## Problem details
Transcribe the material below exactly as it appears.

## Records
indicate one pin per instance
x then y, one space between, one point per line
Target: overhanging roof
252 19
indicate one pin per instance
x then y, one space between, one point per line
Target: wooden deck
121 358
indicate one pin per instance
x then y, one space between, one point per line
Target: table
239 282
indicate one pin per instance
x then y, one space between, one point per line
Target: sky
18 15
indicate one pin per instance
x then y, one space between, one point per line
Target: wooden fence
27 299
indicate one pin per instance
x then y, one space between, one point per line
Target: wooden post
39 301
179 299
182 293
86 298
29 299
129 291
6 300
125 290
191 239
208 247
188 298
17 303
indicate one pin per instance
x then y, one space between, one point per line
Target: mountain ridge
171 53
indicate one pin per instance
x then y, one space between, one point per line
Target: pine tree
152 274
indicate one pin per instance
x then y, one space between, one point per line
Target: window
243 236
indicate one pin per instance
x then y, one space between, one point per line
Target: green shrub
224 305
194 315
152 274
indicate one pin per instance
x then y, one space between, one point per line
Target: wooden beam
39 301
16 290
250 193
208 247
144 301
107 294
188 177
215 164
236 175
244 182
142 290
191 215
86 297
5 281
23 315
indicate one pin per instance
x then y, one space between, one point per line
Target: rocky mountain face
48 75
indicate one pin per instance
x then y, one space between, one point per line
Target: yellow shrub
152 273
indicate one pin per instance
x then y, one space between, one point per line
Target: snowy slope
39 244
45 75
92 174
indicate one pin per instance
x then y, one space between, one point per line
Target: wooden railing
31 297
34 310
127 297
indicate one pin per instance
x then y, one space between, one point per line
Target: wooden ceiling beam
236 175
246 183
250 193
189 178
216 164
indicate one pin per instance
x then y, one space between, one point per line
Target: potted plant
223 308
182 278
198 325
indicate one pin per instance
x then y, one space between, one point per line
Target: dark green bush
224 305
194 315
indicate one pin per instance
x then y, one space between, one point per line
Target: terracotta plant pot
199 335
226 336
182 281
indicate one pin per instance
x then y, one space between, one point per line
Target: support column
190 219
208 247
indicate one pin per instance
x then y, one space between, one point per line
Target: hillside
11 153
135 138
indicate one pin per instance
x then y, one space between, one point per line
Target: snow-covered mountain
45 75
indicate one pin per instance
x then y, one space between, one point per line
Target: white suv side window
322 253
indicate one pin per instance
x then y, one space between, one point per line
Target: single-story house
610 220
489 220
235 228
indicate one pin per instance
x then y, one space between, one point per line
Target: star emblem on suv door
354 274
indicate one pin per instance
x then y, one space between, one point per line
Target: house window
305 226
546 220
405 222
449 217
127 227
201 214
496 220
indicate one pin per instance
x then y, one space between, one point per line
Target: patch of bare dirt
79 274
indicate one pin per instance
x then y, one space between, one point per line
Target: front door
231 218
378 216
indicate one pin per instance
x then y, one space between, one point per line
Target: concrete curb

## Answer to the exercise
indicate one pin per instance
x then y, one space between, one point per line
Target: overhanging roof
252 19
indicate one pin per instance
x then y, one space between, one point per line
Target: wooden deck
121 358
indicate one pin per instance
x then y, one space between, one point per line
Target: table
239 282
indicate one pin per instance
x then y, one space between, one point per line
Target: sky
18 15
indicate one pin per instance
x then y, one space between, one point per line
Target: wooden fence
27 299
indicate one pin per instance
x then y, one space between, one point per line
Target: wooden post
39 301
179 299
182 293
86 298
29 299
129 291
6 300
125 290
191 239
208 247
188 298
17 303
indicate one pin per instance
x then y, one space between, one point per line
Target: mountain ridge
171 53
indicate one pin per instance
x then y, one space between, one point per line
Target: pine tree
152 274
indicate one pin per instance
x then y, one space between, one point per line
Target: window
243 236
indicate one pin per instance
x then y, one space between, one point per line
Target: green shrub
224 305
194 315
152 274
indicate one pin per instance
x then y, one space between, one point per line
Target: wooden beam
39 301
16 290
250 193
208 247
144 301
107 294
188 177
215 164
236 175
244 182
142 290
191 215
86 297
5 281
23 315
indicate one pin per instance
x then y, one space between, one point per line
Target: rocky mountain face
48 75
indicate one pin per instance
x then y, one space between, one point per line
Target: yellow shrub
152 273
indicate one pin per instance
x then y, one space between, one point per line
Target: snowy slope
39 244
45 75
92 174
indicate one pin per instance
x then y, one space between, one point per line
Target: wooden railing
31 297
34 310
127 297
indicate one pin per instance
x then y, one space between, one point per line
Target: wooden ceiling beam
236 175
246 183
250 193
189 178
216 164
indicate one pin per instance
x then y, one space between, one point per line
Target: potted plant
223 308
182 278
198 325
indicate one pin per instance
x then y, one space between, one point per line
Target: dark green bush
224 305
194 315
indicate one pin per instance
x then y, one space between, one point per line
Target: terracotta plant pot
199 335
226 336
182 281
indicate one pin per instance
x then y, one space between, one point per line
Target: support column
190 219
208 247
indicate one pin per instance
x then y, one space between, one point per line
Target: hillside
11 153
135 138
indicate one pin per instance
x then y, one space between, one point per line
Target: snow-covered mountain
45 75
indicate one pin per instance
x then y, one space between, one point per line
Target: white suv side window
322 253
indicate one pin per instance
x then y, one space between, one point per line
Target: single-story house
610 220
489 220
235 228
indicate one pin per instance
x then y, one space between, one point per line
Target: star emblem on suv door
354 274
indicate one pin per instance
x then y, one space between, one point per line
Target: house window
305 226
546 220
405 222
449 217
127 227
201 214
496 220
indicate one pin per instance
x then y, one space between, one point per line
Target: patch of bare dirt
79 274
indicate one pin per instance
x then y, one space between, one point per line
Target: front door
231 218
378 216
indicate one pin per instance
x then y, one space between, one point per line
Target: concrete curb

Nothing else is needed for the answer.